Carlos Arroyo has called Miami home for many years since arriving to play for Florida International University. His basketball journey has taken him around the world only to come back to his adopted hometown to play for the Miami Heat. Even then it wasn't smooth sailing this season. Arroyo stepped up to become the starting point guard early in the season over Mario Chalmers only to lose it months later to Rafer Alston and subsequently relegated to the end of the bench. Despite all of this, Arroyo has become the stabilizing force running the offense in tandem with Dwyane Wade and was credited with helping turn the season around in the final months of the regular season. Before leaving Miami for Boston to start the playoffs the following day, Arroyo took a few minutes of his time to talk one-on-one with Hot Hot Hoops.
I asked this same question to Udonis Haslem and James Jones: What does it mean to you to play in Miami for the Heat?
It feels great. It’s something that not every player in this league has. To be playing in front of your friends and family and to go home after games and to have that support is something that not everybody gets and we’re definitely fortunate to have that.
The outpouring of fan support for you has been incredible especially at the home games.
It’s overwhelming and truly a blessing to have that kind of support from the Hispanic community and the Puerto Ricans coming to the games. They always go out of their way to let me know they’re here and supporting me. It lets me know that I’m doing the right things. For me it’s "x" motivation to keep doing well and put my name out there and reach out to the community whenever I can to do events and charities and so forth.

▶ _STORED DATA_
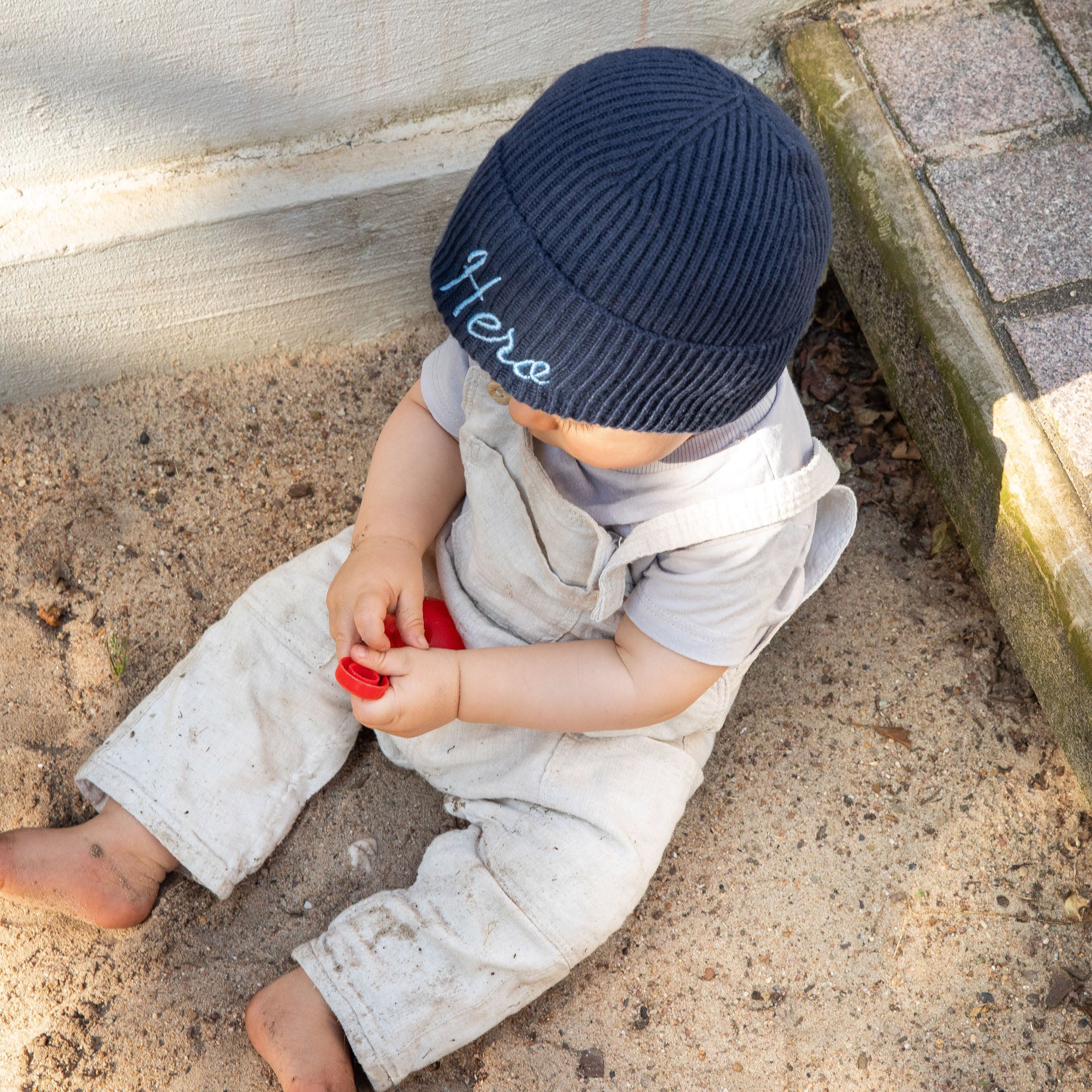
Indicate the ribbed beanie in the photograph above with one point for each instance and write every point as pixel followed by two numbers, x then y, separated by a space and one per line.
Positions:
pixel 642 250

...

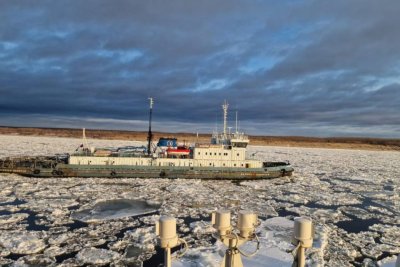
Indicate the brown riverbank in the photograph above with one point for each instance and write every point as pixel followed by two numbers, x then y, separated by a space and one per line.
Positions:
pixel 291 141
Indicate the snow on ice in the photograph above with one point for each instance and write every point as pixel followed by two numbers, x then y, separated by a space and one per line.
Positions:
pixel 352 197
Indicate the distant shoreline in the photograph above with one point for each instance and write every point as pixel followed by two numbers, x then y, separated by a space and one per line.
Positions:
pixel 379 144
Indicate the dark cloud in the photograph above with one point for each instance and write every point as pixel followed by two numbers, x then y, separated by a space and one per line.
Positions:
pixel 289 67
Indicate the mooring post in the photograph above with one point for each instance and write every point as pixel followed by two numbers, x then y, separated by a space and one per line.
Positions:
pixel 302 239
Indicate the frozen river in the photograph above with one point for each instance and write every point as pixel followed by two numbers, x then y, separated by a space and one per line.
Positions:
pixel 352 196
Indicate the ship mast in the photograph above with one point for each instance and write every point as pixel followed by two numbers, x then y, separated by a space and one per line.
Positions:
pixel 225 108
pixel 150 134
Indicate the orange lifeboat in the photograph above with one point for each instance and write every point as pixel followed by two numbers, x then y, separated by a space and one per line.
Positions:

--

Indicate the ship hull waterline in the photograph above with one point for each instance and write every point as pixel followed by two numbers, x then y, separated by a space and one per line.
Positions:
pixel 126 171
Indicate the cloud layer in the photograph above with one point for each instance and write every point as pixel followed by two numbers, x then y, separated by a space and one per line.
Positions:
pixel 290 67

▶ _WHAT TO WORK ON_
Answer from the Carlos Arroyo interview above:
1. Which university did Arroyo first come to Miami to play for?
2. Who replaced Arroyo as starting point guard?
3. Which communities does Arroyo name as his fan support at games?

▶ _FINAL ANSWER_
1. Florida International University
2. Rafer Alston
3. The Hispanic community and the Puerto Ricans